# Aim
Return the full material exactly.

(Records from a dataset)
'''
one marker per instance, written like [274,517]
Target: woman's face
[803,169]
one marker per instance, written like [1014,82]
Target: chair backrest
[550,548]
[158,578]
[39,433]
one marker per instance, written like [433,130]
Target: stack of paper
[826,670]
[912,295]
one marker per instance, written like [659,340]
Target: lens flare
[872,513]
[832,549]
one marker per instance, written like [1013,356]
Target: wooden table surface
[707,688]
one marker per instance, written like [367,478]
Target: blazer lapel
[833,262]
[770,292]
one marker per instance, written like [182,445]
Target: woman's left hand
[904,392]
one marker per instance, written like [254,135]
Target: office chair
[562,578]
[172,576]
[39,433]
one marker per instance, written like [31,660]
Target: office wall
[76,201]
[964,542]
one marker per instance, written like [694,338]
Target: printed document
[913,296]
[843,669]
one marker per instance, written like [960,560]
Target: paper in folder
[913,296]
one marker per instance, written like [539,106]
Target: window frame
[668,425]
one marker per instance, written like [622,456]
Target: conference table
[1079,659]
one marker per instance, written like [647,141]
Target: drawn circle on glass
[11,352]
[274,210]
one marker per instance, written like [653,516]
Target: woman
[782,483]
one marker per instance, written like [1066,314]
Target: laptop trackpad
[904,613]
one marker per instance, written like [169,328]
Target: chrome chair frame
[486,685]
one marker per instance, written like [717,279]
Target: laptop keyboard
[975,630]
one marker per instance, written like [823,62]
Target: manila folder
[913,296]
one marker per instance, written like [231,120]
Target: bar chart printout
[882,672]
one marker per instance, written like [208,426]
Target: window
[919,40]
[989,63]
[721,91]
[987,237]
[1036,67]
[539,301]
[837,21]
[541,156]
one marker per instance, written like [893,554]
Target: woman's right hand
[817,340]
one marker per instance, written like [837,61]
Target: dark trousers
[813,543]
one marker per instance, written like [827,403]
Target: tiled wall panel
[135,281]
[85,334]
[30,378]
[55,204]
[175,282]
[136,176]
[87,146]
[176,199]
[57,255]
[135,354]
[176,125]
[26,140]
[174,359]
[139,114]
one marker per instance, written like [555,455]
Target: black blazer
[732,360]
'''
# Output below
one marker per instance, written like [274,517]
Target: woman's face
[803,169]
one marker per instance, written like [1014,82]
Target: chair backrest
[550,548]
[158,578]
[39,433]
one marker per instance, written like [433,130]
Target: stack of paper
[826,670]
[912,295]
one marker per instance, written like [659,340]
Target: lens flare
[872,513]
[832,549]
one marker per instance, written like [1013,356]
Target: wooden table surface
[707,688]
one marker per instance, written like [367,478]
Target: blazer lapel
[833,262]
[770,292]
one marker per instance, written like [182,445]
Target: woman's left hand
[904,392]
one marker per instance, written like [254,135]
Target: office chair
[562,578]
[172,576]
[39,433]
one marker per instance, written like [31,660]
Target: office wall
[76,201]
[964,542]
one marker per instance, written like [694,338]
Target: printed document
[913,296]
[843,669]
one marker per instance, written like [960,560]
Target: paper in folder
[913,296]
one marker per instance, written like [539,106]
Target: window frame
[668,425]
one marker per instance, written like [622,456]
Target: conference table
[1079,659]
one marker per instance, written like [647,141]
Target: drawn circle on glass
[11,352]
[274,210]
one marker per instance, written like [653,516]
Target: woman
[782,483]
one marker per instance, written like [1066,314]
Target: laptop trackpad
[904,613]
one marker per instance, written like [169,328]
Target: chrome chair frame
[486,685]
one marker per instance, written like [717,279]
Target: laptop keyboard
[975,630]
one marker per instance, written like [823,62]
Target: manila folder
[913,296]
one marker per instance, written like [231,120]
Target: bar chart printout
[882,672]
one marker per instance, written like [208,426]
Target: window
[919,40]
[989,63]
[721,91]
[987,237]
[1036,67]
[539,301]
[837,21]
[541,156]
one marker per instance, written like [893,554]
Target: woman's right hand
[817,340]
one marker per instance, written like [837,61]
Target: dark trousers
[813,543]
one marker per instance, written like [827,403]
Target: tiled wall panel
[135,281]
[85,334]
[30,378]
[55,204]
[175,282]
[136,176]
[87,146]
[176,199]
[57,255]
[135,354]
[176,125]
[26,140]
[174,359]
[139,114]
one marker per instance, written like [555,455]
Target: black blazer
[732,360]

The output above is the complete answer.